-- PROVIDED RECORDS --
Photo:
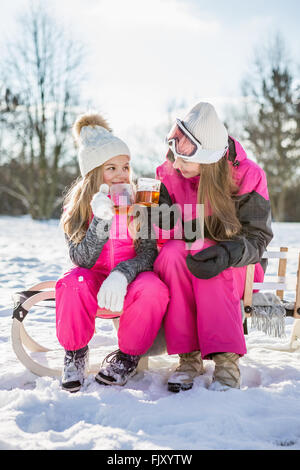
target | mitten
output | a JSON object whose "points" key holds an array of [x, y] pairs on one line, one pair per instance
{"points": [[215, 259], [102, 206]]}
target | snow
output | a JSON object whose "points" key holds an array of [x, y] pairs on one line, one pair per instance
{"points": [[36, 414]]}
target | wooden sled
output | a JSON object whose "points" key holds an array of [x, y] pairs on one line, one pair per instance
{"points": [[25, 300], [22, 341], [279, 285]]}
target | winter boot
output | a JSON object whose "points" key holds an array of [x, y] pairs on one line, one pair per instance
{"points": [[75, 367], [117, 368], [227, 373], [190, 366]]}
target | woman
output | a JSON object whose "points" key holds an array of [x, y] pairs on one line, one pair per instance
{"points": [[109, 264], [205, 166]]}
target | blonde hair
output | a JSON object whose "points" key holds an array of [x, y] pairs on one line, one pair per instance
{"points": [[215, 191], [77, 210]]}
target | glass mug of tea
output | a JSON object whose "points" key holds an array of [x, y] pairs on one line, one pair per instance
{"points": [[122, 196], [147, 193]]}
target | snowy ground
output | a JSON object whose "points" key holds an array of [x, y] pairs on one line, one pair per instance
{"points": [[36, 414]]}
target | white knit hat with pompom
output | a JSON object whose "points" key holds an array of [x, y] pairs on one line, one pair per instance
{"points": [[204, 124], [97, 144]]}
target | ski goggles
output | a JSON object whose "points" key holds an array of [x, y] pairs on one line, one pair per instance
{"points": [[183, 144]]}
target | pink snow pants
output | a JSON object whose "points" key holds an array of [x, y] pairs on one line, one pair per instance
{"points": [[203, 314], [76, 306]]}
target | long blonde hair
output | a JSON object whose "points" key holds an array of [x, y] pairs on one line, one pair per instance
{"points": [[77, 211], [215, 191]]}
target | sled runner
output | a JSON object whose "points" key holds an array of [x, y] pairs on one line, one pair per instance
{"points": [[22, 341], [266, 310]]}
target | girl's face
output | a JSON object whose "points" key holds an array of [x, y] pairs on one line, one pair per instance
{"points": [[187, 169], [116, 170]]}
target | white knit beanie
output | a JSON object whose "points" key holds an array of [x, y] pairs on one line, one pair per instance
{"points": [[97, 144], [204, 124]]}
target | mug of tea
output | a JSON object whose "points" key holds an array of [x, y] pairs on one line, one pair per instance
{"points": [[147, 193], [122, 196]]}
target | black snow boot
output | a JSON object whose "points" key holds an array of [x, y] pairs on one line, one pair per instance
{"points": [[117, 368]]}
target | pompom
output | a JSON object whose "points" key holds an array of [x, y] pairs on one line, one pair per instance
{"points": [[89, 120]]}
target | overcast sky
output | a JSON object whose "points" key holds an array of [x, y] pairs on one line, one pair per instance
{"points": [[142, 54]]}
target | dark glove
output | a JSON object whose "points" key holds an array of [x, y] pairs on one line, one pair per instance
{"points": [[213, 260]]}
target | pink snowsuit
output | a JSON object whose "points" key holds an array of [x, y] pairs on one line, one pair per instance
{"points": [[76, 298], [205, 314]]}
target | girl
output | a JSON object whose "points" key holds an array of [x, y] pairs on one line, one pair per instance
{"points": [[205, 166], [112, 271]]}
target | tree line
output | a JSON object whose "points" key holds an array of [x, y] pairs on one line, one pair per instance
{"points": [[40, 98]]}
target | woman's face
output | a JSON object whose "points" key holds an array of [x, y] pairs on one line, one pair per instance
{"points": [[116, 170], [187, 169]]}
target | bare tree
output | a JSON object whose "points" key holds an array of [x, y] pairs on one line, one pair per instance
{"points": [[43, 72], [272, 120]]}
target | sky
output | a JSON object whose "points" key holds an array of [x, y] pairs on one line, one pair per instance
{"points": [[142, 55]]}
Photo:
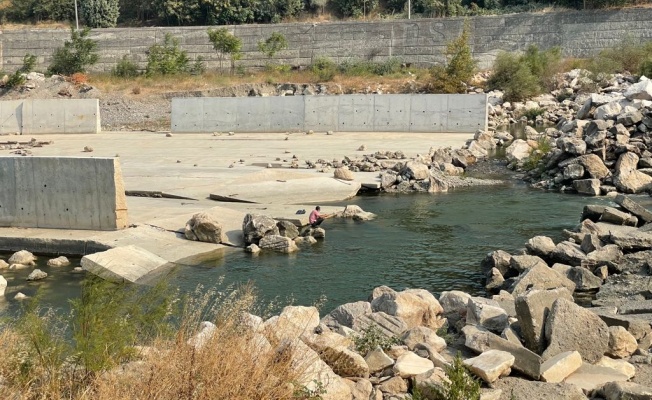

-- TASK --
Transcribe all records verbatim and omit each image.

-- YOUR RESPONSE --
Photo:
target | mitten
output | a JSON object whose "points" key holds an array of [x, y] pairs on one line, one pair per instance
{"points": [[215, 259], [102, 206]]}
target | snow
output | a JSON object whose "points" key holds an array of [x, y] pairs on one line, one pair per instance
{"points": [[36, 414]]}
target | wooden sled
output | a JSON object whose "points" key holds an array of [x, y] pairs on one line, one pair per instance
{"points": [[25, 300], [22, 341], [279, 285]]}
target | winter boot
output | a JSON object whose "points" key holds an array of [x, y] pairs on one line, one pair per instance
{"points": [[75, 367], [117, 368], [227, 373], [190, 366]]}
target | woman
output | a JSON object whose "points" key holds an array of [x, y] pairs on one line, one pair per instance
{"points": [[109, 264], [205, 166]]}
target | blonde hair
output | a JSON object whose "points" key holds an array of [x, y] pairs on one line, one pair per instance
{"points": [[215, 191], [77, 210]]}
target | glass mug of tea
output | a JSON object whose "points" key holds an array of [x, y] pairs on one line, one pair per instance
{"points": [[122, 196], [147, 193]]}
target | snowy ground
output | a JSON object whose "points" key holds an array of [x, y] pairs on one line, one pair per instance
{"points": [[36, 414]]}
target | white knit hat with pompom
output | a JSON object whose "points" key holds an array of [x, y] pairs on one line, one pair per instance
{"points": [[204, 124], [97, 144]]}
target | ski goggles
output | a JSON object whose "points" key holds an array of [x, y] pairs on one line, one pair per instance
{"points": [[183, 144]]}
target | pink snow pants
output | a JSON object whose "points" key holds an array of [x, y] pairs on one line, one pair per instance
{"points": [[203, 314], [76, 306]]}
target | long blonde hair
output | a JSON object whose "points" key holds an array of [x, y] pairs on one line, one pair per instance
{"points": [[77, 211], [215, 191]]}
target | sled runner
output | a JSON object whose "points" key holds an array of [x, y] pairs on one line, one pair per instance
{"points": [[22, 341], [266, 310]]}
target | girl's face
output | a JSON object whose "points" key holds an array of [x, y] pairs on one line, one pair per instance
{"points": [[187, 169], [116, 170]]}
target | white knit beanie
output | a JSON object whose "points" key holds an array of [x, y] pairs on one line, one pair per instance
{"points": [[97, 144], [204, 124]]}
target | mug of tea
output | a JSON object whose "points" key holds an array of [x, y] pairs on one line, one pair per instance
{"points": [[147, 193], [122, 196]]}
target | black snow boot
output | a JSON object whose "points" key holds an array of [x, y] pairs on one line, one pair per instance
{"points": [[117, 368]]}
target | pompom
output | a JSON object whose "points" key holds an array of [x, y] pairs on one line, one pair per instance
{"points": [[89, 120]]}
target | overcast sky
output | a JSON object whose "points" key holds an array of [x, y] pairs on one line, one pair per instance
{"points": [[142, 54]]}
target | dark glove
output | a JSON object whose "points" key holds an array of [x, y] pairs on one line, one pair per instance
{"points": [[213, 260]]}
target | pink snowsuit
output | a JSON object whose "points" key holds an array of [x, y] pairs on one line, one pair per instance
{"points": [[76, 298], [205, 314]]}
target | girl
output | a JSON object whose "points" key holds an array of [x, y] pairs on one line, one pair per instance
{"points": [[205, 166], [112, 271]]}
target | tree line
output | a JSON object whose "points" key holds an array of [x, y] pairs on one line, one pair per instance
{"points": [[40, 98]]}
target | woman's face
output | a JSON object whose "points" key holds an array of [x, y] pairs on one line, one pair per instance
{"points": [[116, 170], [187, 169]]}
target | bare tree
output | a JSON object whose "points" key holds an array of [x, y] pairs on one line, one pair per instance
{"points": [[43, 72], [272, 120]]}
target | sky
output | a JSON object whose "points" key holds an array of [x, y] pairs on one line, one pair per instance
{"points": [[142, 55]]}
Photo:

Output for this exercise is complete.